-- START OF Source --

A first novel, this is also a first person account of Scout's (Jean Louise) recall of the years that led to the ending of a mystery, the breaking of her brother Jem's elbow, the death of her father's enemy — and the close of childhood years. A widower, Atticus raises his children with legal dispassion and paternal intelligence, and is ably abetted by Calpurnia, the colored cook, while the Alabama town of Maycomb, in the 1930's, remains aloof to their divergence from its tribal patterns. Scout and Jem, with their summer-time companion, Dill, find their paths free from interference — but not from dangers; their curiosity about the imprisoned Boo, whose miserable past is incorporated in their play, results in a tentative friendliness; their fears of Atticus' lack of distinction is dissipated when he shoots a mad dog; his defense of a Negro accused of raping a white girl, Mayella Ewell, is followed with avid interest and turns the rabble whites against him. Scout is the means of averting an attack on Atticus but when he loses the case it is Boo who saves Jem and Scout by killing Mayella's father when he attempts to murder them. The shadows of a beginning for black-white understanding, the persistent fight that Scout carries on against school, Jem's emergence into adulthood, Calpurnia's quiet power, and all the incidents touching on the children's "growing outward" have an attractive starchiness that keeps this southern picture pert and provocative. There is much advance interest in this book; it has been selected by the Literary Guild and Reader's Digest; it should win many friends.

-- END OF Source --

Directive A:
Which characters does the review name?
Directive B:
Arrange the lines of the rows as a Markdown table with the columns Number and Record line, starting at the line that contains "Target: fish tail fin" and ending at the line that contains "135], [179, 139]]". Leave out any blank lines.
These rows are unrelated to the review.

-- START OF Record extracts --

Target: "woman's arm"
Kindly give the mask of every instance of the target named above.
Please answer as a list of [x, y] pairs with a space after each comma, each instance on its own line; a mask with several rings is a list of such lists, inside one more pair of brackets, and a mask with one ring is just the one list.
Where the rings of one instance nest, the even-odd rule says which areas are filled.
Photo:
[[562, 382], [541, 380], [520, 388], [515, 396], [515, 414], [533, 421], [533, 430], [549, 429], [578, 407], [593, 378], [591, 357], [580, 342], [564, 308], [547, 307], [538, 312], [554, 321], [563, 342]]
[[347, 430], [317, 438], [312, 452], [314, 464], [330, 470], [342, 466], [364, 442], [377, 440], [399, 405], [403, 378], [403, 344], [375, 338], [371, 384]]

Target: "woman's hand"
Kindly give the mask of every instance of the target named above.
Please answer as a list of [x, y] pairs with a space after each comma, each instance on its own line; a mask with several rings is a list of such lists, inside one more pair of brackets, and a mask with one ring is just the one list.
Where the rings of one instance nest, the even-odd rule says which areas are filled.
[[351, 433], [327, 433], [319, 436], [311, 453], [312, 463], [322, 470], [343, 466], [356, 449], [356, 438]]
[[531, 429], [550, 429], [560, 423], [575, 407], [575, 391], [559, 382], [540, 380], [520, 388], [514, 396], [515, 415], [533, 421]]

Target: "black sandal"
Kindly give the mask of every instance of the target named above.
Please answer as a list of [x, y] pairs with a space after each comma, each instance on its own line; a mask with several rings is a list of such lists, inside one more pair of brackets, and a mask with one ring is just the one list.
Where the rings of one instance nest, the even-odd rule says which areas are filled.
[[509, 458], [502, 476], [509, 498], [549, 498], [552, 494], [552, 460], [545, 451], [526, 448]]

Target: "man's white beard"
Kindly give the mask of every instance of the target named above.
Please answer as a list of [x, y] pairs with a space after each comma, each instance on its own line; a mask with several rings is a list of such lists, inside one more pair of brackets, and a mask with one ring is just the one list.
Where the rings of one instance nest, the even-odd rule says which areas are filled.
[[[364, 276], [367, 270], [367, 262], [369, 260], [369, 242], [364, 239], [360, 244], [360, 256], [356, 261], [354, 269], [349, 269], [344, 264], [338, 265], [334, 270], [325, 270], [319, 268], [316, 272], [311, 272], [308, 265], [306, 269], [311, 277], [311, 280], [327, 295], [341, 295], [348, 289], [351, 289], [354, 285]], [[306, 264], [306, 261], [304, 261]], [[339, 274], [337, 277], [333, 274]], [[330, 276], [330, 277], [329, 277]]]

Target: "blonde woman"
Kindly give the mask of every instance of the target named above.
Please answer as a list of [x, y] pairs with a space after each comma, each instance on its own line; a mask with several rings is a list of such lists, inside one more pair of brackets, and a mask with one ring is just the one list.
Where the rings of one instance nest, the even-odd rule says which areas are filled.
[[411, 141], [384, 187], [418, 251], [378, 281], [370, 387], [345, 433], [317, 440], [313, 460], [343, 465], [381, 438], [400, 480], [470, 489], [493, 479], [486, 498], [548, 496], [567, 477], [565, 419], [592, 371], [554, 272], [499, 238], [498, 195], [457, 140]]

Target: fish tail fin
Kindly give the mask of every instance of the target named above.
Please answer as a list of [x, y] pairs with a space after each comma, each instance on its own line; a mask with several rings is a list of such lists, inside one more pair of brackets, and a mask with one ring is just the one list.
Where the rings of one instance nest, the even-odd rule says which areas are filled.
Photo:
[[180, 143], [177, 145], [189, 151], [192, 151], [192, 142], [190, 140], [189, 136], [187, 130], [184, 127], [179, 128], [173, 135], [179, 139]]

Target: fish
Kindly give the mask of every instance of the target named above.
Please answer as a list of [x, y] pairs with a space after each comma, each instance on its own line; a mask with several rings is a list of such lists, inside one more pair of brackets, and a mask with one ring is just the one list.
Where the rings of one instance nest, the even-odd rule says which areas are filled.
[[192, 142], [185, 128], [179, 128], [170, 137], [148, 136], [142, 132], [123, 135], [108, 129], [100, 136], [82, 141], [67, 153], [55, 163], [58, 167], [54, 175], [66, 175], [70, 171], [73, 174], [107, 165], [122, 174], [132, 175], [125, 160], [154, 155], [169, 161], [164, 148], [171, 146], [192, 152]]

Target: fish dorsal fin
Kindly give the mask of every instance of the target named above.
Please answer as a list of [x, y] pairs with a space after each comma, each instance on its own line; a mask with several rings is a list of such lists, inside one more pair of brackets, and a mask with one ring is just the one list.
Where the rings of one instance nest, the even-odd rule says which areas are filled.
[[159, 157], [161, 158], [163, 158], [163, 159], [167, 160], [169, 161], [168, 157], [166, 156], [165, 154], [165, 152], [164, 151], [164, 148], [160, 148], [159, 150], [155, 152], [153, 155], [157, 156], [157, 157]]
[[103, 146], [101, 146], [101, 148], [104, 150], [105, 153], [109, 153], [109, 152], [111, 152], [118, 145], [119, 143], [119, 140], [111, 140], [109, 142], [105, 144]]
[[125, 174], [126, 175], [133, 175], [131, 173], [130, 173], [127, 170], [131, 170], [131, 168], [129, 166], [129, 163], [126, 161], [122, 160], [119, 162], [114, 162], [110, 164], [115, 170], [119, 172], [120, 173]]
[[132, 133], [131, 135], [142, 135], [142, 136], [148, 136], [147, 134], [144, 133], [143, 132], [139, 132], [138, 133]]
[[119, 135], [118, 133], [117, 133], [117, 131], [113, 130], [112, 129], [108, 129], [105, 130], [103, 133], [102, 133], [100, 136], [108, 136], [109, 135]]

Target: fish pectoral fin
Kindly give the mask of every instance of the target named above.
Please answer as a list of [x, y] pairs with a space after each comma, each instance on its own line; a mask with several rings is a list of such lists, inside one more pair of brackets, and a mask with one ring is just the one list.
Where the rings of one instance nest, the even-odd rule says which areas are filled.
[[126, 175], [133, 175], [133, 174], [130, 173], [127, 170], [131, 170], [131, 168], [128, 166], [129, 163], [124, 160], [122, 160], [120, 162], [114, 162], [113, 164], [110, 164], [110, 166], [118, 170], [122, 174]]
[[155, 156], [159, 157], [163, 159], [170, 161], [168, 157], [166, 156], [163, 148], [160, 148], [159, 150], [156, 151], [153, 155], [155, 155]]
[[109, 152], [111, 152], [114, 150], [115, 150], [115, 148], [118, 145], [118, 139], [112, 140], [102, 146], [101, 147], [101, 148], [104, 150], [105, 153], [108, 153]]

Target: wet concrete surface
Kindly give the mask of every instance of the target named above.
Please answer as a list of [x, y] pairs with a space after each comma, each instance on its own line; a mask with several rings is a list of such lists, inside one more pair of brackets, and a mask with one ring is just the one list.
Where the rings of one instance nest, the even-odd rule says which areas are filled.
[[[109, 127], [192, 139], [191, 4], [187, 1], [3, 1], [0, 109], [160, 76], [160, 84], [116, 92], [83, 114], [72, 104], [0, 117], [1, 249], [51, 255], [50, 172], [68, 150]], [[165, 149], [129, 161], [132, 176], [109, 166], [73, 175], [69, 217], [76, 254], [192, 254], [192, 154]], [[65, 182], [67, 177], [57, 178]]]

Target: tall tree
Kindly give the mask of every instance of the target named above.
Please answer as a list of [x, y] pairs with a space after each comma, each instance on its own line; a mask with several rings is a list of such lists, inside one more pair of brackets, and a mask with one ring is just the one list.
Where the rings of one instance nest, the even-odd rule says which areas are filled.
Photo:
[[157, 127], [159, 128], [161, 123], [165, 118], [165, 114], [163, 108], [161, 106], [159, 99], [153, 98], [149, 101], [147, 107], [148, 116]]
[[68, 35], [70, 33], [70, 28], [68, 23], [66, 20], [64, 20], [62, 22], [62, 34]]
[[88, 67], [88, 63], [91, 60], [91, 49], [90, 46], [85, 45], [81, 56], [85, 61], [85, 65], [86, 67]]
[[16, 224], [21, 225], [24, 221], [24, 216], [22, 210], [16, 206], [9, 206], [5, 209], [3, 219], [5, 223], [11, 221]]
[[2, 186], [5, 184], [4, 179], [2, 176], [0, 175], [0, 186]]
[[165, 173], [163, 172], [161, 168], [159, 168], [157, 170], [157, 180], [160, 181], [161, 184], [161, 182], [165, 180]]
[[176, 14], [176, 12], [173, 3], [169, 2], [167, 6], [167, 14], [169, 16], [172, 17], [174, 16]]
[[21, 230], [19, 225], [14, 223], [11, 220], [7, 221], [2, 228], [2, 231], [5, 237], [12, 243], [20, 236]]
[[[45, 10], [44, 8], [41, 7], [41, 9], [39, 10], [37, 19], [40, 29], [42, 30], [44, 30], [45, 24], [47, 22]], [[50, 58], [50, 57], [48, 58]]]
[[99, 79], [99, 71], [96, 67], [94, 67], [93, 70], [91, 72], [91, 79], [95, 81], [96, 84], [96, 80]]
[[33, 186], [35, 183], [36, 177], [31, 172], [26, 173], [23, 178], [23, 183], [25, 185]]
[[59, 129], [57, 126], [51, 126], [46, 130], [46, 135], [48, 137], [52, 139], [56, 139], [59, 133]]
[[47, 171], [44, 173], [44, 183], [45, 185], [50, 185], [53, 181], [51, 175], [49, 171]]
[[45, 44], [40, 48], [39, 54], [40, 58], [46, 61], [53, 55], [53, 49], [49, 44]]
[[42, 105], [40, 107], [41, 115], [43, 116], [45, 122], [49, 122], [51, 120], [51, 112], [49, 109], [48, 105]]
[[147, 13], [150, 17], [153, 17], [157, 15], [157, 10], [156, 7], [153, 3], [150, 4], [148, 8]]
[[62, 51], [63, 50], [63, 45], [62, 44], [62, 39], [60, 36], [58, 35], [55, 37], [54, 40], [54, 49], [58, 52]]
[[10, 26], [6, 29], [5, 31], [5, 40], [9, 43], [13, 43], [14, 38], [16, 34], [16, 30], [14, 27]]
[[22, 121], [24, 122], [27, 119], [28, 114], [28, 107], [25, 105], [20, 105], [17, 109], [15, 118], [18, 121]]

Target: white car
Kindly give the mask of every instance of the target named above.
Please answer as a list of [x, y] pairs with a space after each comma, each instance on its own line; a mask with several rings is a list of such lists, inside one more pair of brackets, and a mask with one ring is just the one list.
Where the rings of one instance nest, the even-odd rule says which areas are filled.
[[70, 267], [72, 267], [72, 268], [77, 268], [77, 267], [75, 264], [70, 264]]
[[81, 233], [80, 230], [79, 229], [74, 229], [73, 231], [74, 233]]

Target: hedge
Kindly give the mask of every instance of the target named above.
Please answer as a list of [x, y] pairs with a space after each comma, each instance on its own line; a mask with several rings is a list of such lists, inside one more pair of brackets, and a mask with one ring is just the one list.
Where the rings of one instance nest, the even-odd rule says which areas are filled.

-- END OF Record extracts --

Problem solution A:
Scout (Jean Louise), Jem, Atticus, Calpurnia, Dill, Boo, Mayella Ewell

Problem solution B:
| Number | Record line |
|---|---|
| 1 | Target: fish tail fin |
| 2 | Kindly give the mask of every instance of the target named above. |
| 3 | Please answer as a list of [x, y] pairs with a space after each comma, each instance on its own line; a mask with several rings is a list of such lists, inside one more pair of brackets, and a mask with one ring is just the one list. |
| 4 | Where the rings of one instance nest, the even-odd rule says which areas are filled. |
| 5 | Photo: |
| 6 | [[180, 143], [177, 145], [189, 151], [192, 151], [192, 142], [190, 140], [189, 136], [187, 130], [184, 127], [179, 128], [173, 135], [179, 139]] |